» **TEXT**:
*** Block opens ***
The Mysterious “They”

Have you ever wondered who the “mysterious they” are, when reading a blog entry, article, paper, or book, possibly even an academic one? “They say this” and “They say that” clearly does not say much at all. “They” seem important as supposed authorities on a certain subject; “they” even likely have something important to say. For example, they say that consuming too much sugar will cause a person to put on weight. Nonetheless, who really are “they”? I do not know. Do you?

Of course, I too have been caught using the “mysterious they” in my own writing. I recall being admonished by one of my professors to state exactly who “they” are. I recently just corrected one of my own students on this as well. Thus, the more specific we are in our writing, the better writers we will be. We want to communicate as clearly as possible to our readers.

For those writing academic material, if “they” cannot be backed up by citing real scholars or authorities in our respective fields, then we need to overhaul our manuscripts. We must show we have done our research and can confidently present our arguments/ideas/concepts, to stand up to rigorous academic scrutiny.
*** Block closes ***
» **DATA RECORDS**:
*** Block opens ***
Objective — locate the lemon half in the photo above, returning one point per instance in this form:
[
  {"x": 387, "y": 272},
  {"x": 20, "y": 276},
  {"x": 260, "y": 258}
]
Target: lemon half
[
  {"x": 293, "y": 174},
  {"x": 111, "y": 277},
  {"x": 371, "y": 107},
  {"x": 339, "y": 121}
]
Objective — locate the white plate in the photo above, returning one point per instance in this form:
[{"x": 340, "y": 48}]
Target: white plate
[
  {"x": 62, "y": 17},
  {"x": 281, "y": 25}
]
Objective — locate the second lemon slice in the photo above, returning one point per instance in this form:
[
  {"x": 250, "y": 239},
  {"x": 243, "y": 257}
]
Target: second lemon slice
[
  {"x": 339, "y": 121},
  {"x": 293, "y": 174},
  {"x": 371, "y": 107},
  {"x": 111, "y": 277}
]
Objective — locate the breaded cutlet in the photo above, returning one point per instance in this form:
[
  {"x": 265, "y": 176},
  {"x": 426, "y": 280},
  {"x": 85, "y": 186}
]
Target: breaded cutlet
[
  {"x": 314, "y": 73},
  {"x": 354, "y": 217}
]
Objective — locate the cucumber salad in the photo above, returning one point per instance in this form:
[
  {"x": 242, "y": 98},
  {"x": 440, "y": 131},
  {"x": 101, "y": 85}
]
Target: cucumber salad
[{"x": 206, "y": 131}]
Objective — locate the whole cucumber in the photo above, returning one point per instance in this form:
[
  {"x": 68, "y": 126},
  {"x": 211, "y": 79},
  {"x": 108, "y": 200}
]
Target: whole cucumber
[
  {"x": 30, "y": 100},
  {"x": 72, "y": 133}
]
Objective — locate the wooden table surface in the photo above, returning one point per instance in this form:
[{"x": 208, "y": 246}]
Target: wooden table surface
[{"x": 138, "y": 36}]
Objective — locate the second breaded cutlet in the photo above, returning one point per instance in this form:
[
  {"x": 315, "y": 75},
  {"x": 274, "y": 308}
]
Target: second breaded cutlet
*** Block closes ***
» **WHAT YOU WILL DO**:
[A] Write out the portion of the text on the mysterious "they" that opens with the words containing "Have you ever" and closes with "know. Do you?".
[B] In the text on the mysterious "they," what did one of the writer's professors admonish the writer to do?
[C] Proceed with the text on the mysterious "they," continuing on from its final sentence.

» **ACTIVITY ANSWERS**:
[A]
Have you ever wondered who the “mysterious they” are, when reading a blog entry, article, paper, or book, possibly even an academic one? “They say this” and “They say that” clearly does not say much at all. “They” seem important as supposed authorities on a certain subject; “they” even likely have something important to say. For example, they say that consuming too much sugar will cause a person to put on weight. Nonetheless, who really are “they”? I do not know. Do you?

[B] To state exactly who "they" are.

[C]
For those writing non-academic works or even fictional pieces, if “they” as a pronoun does not have an antecedent, then our readers are puzzled as to who “they” are. Sometimes, we become lazy, tired, or we subconsciously think the reader can read our thoughts because we ourselves can. We write disjointed sentences, so that our readers cannot figure out who said what.

Again, clarity is key. It gives a greater voice to our thoughts and needs to be something we are constantly striving for as writers. But it takes practice. Be patient. You are on your way to becoming a better writer!